▶ Text block
=== Begin Enclosure ===

2022 Diabetes Strategy

Regional Diabetes Strategy

Executive Summary

The Shibogama First Nations Council Regional Diabetes Strategy (RDS) focusses on the collective needs of its members in five communities: Wunnumin Lake, Kingfisher Lake, Wapekeka, Kasabonika Lake, and Wawakapewin First Nations. The RDS utilizes five categories of the Ontario Aboriginal Diabetes Strategy (OADS) including Prevention, Care and Treatment, Education, Research and Coordination. The RDS focusses on self-governance and autonomy so that the community members can determine their own way of care which has been shown to include physical activity, Traditional Plant Medicine knowledge including food acquisition.

The RDS consists of program development that focusses on integrating traditional practices within the current Diabetes care within each community and is intended to be driven by community diabetes workers, health personnel and community members. The focus of the Curative manual is to help community members to leverage the forest as the resource of healing. The purpose is to integrate western and traditional aspects of healing for Diabetes. Gaps in care that have been identified have been filled in part with the assistance of the Sioux Lookout First Nations Health Authority (SLFNHA) as well as through the further integration of traditional medicine and foods within the communities.

=== End Enclosure ===

▶ Information given
=== Begin Enclosure ===

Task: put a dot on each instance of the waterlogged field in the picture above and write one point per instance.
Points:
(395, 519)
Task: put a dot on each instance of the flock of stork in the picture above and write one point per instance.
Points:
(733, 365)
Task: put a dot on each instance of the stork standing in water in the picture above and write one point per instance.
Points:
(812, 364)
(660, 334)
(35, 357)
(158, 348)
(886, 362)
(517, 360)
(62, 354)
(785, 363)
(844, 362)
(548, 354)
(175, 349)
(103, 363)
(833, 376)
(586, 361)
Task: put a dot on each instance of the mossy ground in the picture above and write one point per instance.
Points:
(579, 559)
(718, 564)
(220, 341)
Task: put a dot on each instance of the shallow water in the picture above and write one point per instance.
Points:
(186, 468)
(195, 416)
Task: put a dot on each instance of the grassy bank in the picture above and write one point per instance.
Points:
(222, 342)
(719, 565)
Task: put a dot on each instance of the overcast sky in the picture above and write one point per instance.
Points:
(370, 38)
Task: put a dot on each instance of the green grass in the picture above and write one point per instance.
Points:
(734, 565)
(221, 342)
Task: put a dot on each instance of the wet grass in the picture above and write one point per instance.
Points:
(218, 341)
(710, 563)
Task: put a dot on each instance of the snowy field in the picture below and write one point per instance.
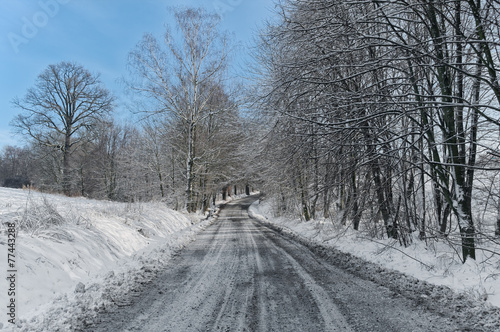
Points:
(75, 256)
(435, 263)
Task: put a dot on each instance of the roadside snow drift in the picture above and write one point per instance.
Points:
(76, 255)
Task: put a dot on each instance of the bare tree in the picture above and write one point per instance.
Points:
(66, 101)
(182, 75)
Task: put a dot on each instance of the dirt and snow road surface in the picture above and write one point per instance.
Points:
(241, 275)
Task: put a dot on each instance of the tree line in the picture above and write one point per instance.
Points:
(185, 149)
(385, 111)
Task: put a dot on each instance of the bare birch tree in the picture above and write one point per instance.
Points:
(66, 101)
(181, 75)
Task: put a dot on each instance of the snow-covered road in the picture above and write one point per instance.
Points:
(240, 275)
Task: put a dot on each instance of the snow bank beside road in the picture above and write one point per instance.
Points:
(435, 263)
(89, 258)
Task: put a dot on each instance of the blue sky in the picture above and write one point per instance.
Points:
(97, 34)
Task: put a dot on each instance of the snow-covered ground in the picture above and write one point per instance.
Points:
(80, 255)
(434, 262)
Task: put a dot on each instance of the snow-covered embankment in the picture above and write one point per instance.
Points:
(76, 256)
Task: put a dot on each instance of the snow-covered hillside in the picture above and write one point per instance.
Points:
(75, 254)
(436, 263)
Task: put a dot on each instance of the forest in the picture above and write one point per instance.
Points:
(379, 115)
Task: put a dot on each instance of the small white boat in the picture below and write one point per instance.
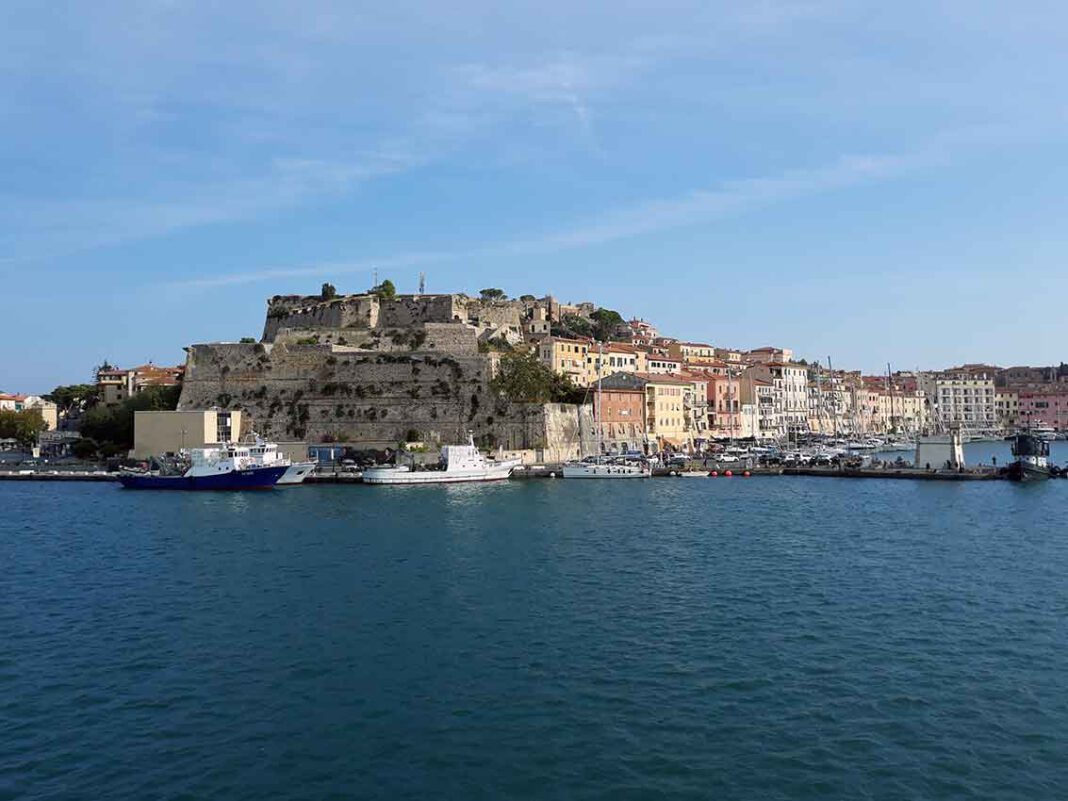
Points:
(598, 468)
(458, 464)
(1043, 432)
(267, 454)
(606, 470)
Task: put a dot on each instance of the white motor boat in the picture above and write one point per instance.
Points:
(599, 468)
(1043, 432)
(267, 454)
(458, 464)
(606, 470)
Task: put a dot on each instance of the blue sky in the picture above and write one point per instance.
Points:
(872, 182)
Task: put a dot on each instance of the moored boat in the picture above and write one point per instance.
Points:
(224, 468)
(606, 470)
(1032, 458)
(458, 464)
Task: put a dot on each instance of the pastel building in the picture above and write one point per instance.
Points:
(566, 357)
(1045, 407)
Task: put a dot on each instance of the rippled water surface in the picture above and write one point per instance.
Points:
(726, 639)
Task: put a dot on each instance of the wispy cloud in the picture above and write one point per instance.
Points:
(40, 229)
(704, 206)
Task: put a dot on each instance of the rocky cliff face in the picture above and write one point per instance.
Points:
(372, 373)
(319, 393)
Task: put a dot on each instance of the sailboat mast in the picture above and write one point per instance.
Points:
(834, 395)
(890, 386)
(597, 406)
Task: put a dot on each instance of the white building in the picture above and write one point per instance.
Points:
(961, 396)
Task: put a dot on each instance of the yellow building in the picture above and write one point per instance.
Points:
(668, 407)
(48, 410)
(169, 432)
(1007, 408)
(612, 357)
(666, 418)
(566, 357)
(691, 351)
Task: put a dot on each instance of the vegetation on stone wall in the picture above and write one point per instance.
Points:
(603, 325)
(385, 291)
(523, 378)
(74, 396)
(22, 426)
(111, 427)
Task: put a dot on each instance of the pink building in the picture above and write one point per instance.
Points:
(1047, 406)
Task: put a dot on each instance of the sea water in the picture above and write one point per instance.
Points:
(766, 638)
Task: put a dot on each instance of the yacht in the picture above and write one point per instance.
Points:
(1032, 458)
(598, 468)
(458, 464)
(1043, 432)
(223, 467)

=== End Enclosure ===

▶ Tasks to carry out
(1) Answer from the Shibogama diabetes strategy summary:
(a) Which five categories of the Ontario Aboriginal Diabetes Strategy does the RDS use?
(b) What is the focus of the Curative manual?
(c) Which organization helped fill the identified gaps in care?
(2) Proceed with the Shibogama diabetes strategy summary, writing on from its final sentence.
The entries play no part in what follows.

▶ Answers given
(1)
(a) Prevention, Care and Treatment, Education, Research and Coordination.
(b) To help community members leverage the forest as the resource of healing.
(c) The Sioux Lookout First Nations Health Authority (SLFNHA).

(2)
The statistics of the communities have indicated that there has been an increase in residents of the Shibogama communities, 599 individuals moved into community during the period of the 2020 pandemic noted in the 2021 census data. There has been an increase in the incidence of diabetes partly due to this increase in population, though also likely due to the progression of the disease in youth under 18 specifically in Kasabonika First Nation.